• Study text:
# # # #

There is a cult-like aspect to such gatherings, says Janja Lalich, a researcher with a speciality in extremist groups who spent several years as a member of a cult in the 1970s.
“It’s a basic human trait to want to belong and to have purpose but, with everything that’s going on in our society, not knowing what’s going to happen next, people think they’d better sign up with some people to be protected. They think: ‘Yeah, I’ll be a little isolated, but that’s the best way to be safe right now.’” There’s a superiority implicit in membership, too, she adds, in being convinced you’re on the right path.
Proponents of these new communities reject comparisons with cult-like settlements, however, emphasising that there is no requirement, explicit or implicit, to conform to any given parameters. These are bridging rather than bonding communities, intended to bring a disparate but compatible group together rather than to coalesce groupthinkers.
Fractal’s Priya Rose points to a recent Substack post published by her husband, “Avoiding Cultification: A Comprehensive Guide”.
“It’s not a cult,” she adds. “It’s literally just a bunch of friends trying to live near each other and work on creative projects together.”
Yet qualms around cultish elitism connect with another potential consequence of such communities: gentrification. Efforts often focus on locations where property is cheap enough to move in as a large group. In New York, for instance, Fractal identified a tranche of Brooklyn where the average monthly rent for a one-bedroom apartment is $3,850, according to Renthop; in nearby Greenpoint it is $4,495.
Advocates for the idea counter that other issues have greater impact on gentrification — the general lack of housing supply, for example.
Boston-based urban geographer Loretta Lees has researched self-created communities around the world. She notes that the efforts of founders can be simultaneously productive and destructive, especially when carving out a district within a wider city.
“They’re trying to create this techie hippie Friends sitcom-type community,” she says of efforts such as Fractal in New York. “But they both want to be part of the city and not — they’ve already talked about putting in ‘stop’ signs on the streets . . . and that’s just suburbanising.”
Priya Rose disagrees. “We don’t want to live alone in the suburbs,” she says. “Living in community is a rational, cultural response to an absurd housing scarcity and a loneliness epidemic.”

# # # #

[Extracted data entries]
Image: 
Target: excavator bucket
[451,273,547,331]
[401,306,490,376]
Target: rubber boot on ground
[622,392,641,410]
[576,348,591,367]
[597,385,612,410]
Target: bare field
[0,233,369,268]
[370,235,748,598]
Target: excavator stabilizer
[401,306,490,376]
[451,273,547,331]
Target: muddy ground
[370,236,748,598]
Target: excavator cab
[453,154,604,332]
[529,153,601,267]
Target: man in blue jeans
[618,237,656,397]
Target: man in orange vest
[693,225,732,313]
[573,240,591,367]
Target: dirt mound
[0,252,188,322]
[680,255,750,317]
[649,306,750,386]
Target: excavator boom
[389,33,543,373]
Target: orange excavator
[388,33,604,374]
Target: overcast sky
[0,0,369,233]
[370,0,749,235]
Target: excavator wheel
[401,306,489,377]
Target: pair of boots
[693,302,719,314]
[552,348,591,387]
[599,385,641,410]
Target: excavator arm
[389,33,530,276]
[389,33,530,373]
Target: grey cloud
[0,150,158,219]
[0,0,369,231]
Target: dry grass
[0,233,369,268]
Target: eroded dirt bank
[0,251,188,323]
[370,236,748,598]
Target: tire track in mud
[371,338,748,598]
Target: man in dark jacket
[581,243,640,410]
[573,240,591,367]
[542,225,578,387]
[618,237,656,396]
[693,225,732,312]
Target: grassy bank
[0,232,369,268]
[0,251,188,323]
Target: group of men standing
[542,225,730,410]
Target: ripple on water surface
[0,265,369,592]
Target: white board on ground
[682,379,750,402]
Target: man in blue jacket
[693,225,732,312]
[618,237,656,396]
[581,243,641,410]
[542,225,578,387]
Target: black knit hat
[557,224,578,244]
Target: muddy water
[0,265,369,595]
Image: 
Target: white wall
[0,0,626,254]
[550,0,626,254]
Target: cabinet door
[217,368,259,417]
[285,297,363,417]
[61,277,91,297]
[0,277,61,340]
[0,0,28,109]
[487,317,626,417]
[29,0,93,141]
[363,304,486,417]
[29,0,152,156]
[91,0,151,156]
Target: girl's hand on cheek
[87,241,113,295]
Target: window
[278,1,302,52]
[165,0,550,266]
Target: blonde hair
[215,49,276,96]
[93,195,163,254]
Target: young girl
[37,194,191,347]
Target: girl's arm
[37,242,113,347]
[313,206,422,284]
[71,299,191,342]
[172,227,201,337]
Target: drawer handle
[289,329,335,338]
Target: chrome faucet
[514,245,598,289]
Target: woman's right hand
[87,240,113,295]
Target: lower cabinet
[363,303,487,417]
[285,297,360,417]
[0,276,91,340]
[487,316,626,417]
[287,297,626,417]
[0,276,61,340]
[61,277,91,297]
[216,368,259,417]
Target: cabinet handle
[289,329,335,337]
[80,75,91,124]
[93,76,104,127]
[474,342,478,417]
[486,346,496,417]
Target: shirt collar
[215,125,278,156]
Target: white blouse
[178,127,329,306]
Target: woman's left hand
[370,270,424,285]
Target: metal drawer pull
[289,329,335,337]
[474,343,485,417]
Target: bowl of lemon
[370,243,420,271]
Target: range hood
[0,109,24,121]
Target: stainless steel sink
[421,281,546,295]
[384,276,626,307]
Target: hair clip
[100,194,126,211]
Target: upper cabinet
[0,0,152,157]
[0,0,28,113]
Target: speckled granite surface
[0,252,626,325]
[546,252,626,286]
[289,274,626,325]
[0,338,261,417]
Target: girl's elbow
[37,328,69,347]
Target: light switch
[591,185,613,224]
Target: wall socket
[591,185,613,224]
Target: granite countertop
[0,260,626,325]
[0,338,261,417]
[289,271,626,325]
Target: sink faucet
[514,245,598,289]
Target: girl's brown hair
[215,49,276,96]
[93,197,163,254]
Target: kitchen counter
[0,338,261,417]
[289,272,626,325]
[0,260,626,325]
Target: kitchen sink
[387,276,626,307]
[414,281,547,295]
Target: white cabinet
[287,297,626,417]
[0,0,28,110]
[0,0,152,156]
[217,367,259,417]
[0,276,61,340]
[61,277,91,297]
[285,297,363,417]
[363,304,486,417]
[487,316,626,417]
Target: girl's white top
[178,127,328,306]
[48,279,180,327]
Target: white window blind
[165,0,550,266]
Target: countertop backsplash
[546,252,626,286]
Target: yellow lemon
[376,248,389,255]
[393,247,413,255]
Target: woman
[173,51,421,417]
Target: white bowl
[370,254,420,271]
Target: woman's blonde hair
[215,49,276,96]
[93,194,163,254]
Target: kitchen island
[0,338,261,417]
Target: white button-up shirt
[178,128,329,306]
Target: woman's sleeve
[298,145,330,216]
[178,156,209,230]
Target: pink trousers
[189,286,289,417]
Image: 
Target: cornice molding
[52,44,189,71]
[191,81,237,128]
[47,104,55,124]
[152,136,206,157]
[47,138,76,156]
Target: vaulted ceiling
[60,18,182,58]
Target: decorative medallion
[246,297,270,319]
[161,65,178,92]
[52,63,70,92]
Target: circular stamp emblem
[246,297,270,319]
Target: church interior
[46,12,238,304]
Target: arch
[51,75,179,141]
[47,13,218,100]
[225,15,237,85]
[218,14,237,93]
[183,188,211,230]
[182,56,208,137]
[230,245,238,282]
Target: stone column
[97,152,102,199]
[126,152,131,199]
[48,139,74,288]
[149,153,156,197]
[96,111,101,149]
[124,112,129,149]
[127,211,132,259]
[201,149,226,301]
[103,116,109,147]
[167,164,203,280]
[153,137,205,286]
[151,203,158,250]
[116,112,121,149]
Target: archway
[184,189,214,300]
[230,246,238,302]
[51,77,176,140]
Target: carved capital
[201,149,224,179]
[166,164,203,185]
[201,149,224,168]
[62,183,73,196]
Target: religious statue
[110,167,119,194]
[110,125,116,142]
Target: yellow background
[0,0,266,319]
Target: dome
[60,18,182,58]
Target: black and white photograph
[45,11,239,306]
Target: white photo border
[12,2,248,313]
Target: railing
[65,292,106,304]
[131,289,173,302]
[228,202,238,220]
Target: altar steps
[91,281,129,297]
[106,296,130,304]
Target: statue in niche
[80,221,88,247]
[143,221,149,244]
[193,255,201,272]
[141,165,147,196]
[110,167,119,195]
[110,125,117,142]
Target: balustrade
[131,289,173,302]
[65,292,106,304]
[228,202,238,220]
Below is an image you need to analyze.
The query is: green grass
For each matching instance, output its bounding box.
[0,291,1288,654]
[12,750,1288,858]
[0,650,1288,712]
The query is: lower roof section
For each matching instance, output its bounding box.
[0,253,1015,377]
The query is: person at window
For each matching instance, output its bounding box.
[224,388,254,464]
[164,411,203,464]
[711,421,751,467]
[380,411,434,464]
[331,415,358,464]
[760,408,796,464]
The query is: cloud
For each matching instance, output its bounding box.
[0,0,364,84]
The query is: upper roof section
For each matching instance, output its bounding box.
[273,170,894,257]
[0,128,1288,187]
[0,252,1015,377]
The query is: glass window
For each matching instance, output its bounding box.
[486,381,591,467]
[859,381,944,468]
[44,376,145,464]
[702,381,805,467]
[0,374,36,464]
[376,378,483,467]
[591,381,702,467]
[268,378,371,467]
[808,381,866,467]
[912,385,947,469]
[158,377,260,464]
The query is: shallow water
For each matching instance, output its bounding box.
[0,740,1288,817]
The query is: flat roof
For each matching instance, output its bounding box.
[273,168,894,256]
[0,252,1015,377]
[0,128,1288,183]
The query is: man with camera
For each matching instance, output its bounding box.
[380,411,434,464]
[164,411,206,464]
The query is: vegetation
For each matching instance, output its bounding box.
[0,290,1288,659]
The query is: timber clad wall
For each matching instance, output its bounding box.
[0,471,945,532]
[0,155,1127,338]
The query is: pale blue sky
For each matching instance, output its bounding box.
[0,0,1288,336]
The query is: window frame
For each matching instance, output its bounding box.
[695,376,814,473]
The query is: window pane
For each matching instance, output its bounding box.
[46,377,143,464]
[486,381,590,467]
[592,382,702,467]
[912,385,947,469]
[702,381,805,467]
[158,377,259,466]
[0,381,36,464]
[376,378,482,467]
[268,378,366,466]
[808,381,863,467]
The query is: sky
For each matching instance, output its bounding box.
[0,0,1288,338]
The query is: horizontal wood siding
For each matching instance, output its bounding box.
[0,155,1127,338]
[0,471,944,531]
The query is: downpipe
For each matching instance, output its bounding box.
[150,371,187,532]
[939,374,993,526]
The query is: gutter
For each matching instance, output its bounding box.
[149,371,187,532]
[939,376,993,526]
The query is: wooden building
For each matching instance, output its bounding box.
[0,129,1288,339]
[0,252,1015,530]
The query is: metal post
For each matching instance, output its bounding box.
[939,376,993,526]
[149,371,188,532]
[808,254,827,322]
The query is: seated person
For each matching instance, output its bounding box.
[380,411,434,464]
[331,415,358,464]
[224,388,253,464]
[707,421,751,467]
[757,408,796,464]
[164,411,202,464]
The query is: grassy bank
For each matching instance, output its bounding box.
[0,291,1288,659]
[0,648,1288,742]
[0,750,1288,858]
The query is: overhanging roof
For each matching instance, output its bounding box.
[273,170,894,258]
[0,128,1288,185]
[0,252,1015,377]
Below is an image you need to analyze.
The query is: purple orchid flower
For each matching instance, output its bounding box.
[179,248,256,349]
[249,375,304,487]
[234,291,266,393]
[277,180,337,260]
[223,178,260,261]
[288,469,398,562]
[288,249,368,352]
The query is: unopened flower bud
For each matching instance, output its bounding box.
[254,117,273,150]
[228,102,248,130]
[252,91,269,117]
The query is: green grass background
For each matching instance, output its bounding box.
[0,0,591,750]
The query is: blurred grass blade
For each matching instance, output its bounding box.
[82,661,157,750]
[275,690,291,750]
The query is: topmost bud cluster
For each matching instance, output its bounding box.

# # # #

• What to do:
Edit the passage about shared urban communities from "There is a cult-like" to "in the 1970s.", replacing "gatherings" with "communities".

• Problem solution:
There is a cult-like aspect to such communities, says Janja Lalich, a researcher with a speciality in extremist groups who spent several years as a member of a cult in the 1970s.